Instructions for the task:
Rewrite the material below, swapping "instance" for "occurrence" wherever it occurs and leaving every other word unchanged.

Data to process:
^^^^^^^^

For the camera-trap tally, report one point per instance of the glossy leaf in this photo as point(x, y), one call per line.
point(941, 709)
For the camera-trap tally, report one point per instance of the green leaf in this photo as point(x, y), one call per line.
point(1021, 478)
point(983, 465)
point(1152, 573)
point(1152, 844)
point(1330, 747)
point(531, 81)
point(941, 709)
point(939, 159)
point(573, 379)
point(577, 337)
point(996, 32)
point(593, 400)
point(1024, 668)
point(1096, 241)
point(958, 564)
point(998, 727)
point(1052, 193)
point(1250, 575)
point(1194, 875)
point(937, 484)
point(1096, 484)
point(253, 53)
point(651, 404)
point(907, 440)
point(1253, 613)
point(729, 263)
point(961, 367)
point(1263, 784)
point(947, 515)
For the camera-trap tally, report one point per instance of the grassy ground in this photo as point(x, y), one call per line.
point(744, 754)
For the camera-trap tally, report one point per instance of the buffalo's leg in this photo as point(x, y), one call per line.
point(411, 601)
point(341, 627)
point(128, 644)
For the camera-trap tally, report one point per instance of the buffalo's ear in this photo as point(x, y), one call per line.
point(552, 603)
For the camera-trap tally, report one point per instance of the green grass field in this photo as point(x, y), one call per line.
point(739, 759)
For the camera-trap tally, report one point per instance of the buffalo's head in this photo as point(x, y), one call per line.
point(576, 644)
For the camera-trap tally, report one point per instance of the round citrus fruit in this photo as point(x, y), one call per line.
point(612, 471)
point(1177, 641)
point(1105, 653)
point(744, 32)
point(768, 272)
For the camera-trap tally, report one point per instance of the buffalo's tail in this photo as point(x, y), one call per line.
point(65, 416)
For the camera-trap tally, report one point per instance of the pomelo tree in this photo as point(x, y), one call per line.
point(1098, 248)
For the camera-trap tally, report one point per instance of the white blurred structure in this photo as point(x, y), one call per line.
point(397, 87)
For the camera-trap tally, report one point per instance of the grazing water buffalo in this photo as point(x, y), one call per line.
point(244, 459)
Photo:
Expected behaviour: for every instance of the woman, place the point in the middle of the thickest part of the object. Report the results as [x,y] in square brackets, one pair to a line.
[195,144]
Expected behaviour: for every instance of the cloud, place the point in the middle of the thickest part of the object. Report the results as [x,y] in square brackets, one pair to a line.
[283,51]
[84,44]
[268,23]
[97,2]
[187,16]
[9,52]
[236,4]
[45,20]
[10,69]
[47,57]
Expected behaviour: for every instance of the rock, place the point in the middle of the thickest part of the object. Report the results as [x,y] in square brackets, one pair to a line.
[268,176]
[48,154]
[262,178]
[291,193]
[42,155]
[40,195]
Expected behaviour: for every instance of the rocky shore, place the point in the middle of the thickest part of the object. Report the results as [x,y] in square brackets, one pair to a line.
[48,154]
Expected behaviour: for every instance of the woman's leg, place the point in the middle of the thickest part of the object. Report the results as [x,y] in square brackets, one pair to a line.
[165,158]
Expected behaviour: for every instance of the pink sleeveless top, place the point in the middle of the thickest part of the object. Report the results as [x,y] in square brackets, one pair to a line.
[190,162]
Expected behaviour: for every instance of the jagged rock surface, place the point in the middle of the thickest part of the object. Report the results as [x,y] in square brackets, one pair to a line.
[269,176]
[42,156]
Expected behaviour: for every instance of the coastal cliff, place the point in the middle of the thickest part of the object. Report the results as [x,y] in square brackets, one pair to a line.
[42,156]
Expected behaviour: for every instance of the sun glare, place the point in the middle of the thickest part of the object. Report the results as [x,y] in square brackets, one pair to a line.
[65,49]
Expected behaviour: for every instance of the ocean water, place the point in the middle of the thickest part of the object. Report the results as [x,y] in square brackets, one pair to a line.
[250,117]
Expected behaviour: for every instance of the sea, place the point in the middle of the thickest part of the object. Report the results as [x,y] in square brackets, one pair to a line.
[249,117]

^^^^^^^^

Exercise answer:
For the camera-trap tally, report one point per occurrence of the glossy leaf in this photo as point(x, y), one call per line.
point(941, 709)
For the camera-trap tally, report one point per occurrence of the green leaf in this photo as point(x, y), one call per line.
point(1021, 478)
point(983, 465)
point(1152, 573)
point(1152, 844)
point(1330, 747)
point(531, 81)
point(941, 709)
point(939, 159)
point(573, 379)
point(577, 337)
point(996, 32)
point(593, 400)
point(1024, 668)
point(1096, 241)
point(958, 564)
point(998, 727)
point(1052, 193)
point(1250, 575)
point(1194, 875)
point(937, 484)
point(1096, 484)
point(253, 53)
point(651, 404)
point(907, 440)
point(1253, 613)
point(729, 263)
point(961, 367)
point(1263, 784)
point(947, 515)
For the camera-trap tally, report one point per occurrence of the grassy ground in this photo as point(x, y), one call per line.
point(744, 754)
For the camera-trap tally, report one point per occurrence of the buffalo's leg in this photo as point(x, y), one call per line.
point(411, 601)
point(341, 627)
point(128, 644)
For the camera-trap tally, report one point per occurrence of the buffalo's ear in this photo as point(x, y), one call per line.
point(552, 603)
For the camera-trap tally, report one point per occurrence of the green grass field in this photo as point(x, y), one call per line.
point(739, 759)
For the camera-trap tally, report one point per occurrence of the buffalo's head in this photo as point(x, y), one call per line.
point(576, 644)
For the camera-trap tally, report one point per occurrence of the round citrus fruit in this photo as point(x, y), one call per line.
point(612, 471)
point(1177, 641)
point(1105, 653)
point(744, 32)
point(768, 272)
For the camera-trap tally, report one point per occurrence of the buffalo's tail in this photo as point(x, y), one call per line.
point(65, 416)
For the camera-trap tally, report one point per occurrence of the pomelo tree in this photo as point(x, y), one call per line.
point(1098, 248)
For the camera-trap tally, report one point per occurrence of the white blurred structure in this photo as point(x, y), one call per line.
point(397, 87)
For the camera-trap tally, report one point per occurrence of the grazing water buffalo in this photo as point(x, y), one call per line.
point(244, 459)
Photo:
Expected behaviour: for every occurrence of the woman, place the point in the middle of the thickest part of the object. Report the results as [x,y] in square brackets, one pair to a line.
[195,144]
Expected behaviour: for every occurrence of the cloud, place the point in the middle of the thickest part of the object. Report the results as [x,y] in square brackets, one pair to a line.
[283,51]
[84,44]
[268,23]
[97,2]
[187,16]
[9,52]
[236,4]
[45,20]
[10,69]
[47,57]
Expected behaviour: for every occurrence of the rock, place the point in the middle of the thickest part of the object. Report the results as [x,y] in square brackets, one pair to a line.
[268,176]
[48,154]
[262,178]
[291,193]
[42,155]
[40,195]
Expected behaviour: for every occurrence of the rocky shore, place the point in the middle of the thickest part of the object. Report the results as [x,y] in square brackets, one pair to a line.
[48,154]
Expected behaviour: for every occurrence of the woman's leg, place the point in the middle of the thickest part of the object. Report the results as [x,y] in square brackets, one pair to a line.
[165,158]
Expected behaviour: for every occurrence of the pink sleeveless top, place the point in the middle of the thickest part of the object. Report the results as [x,y] in square brackets, one pair to a line.
[190,162]
Expected behaviour: for every occurrence of the jagged rock surface, place the point in the middle of the thickest part of the object. Report the results as [x,y] in square brackets, one pair to a line.
[269,176]
[42,156]
Expected behaviour: for every occurrence of the coastal cliff, place the point in the middle of the thickest part of the object. Report the results as [x,y] in square brackets, one pair to a line.
[42,156]
Expected behaviour: for every occurrence of the sun glare, place the point in the middle of the thickest part of the object. Report the results as [x,y] in square brackets, one pair to a line.
[65,49]
Expected behaviour: for every occurrence of the ocean water, place the point in the middle of the thickest part of the object. Report the results as [x,y] in square brackets, one pair to a line.
[250,117]
Expected behaviour: for every occurrence of the sea, place the point in the middle of the thickest part of the object. Report the results as [x,y] in square brackets, one pair to a line.
[249,117]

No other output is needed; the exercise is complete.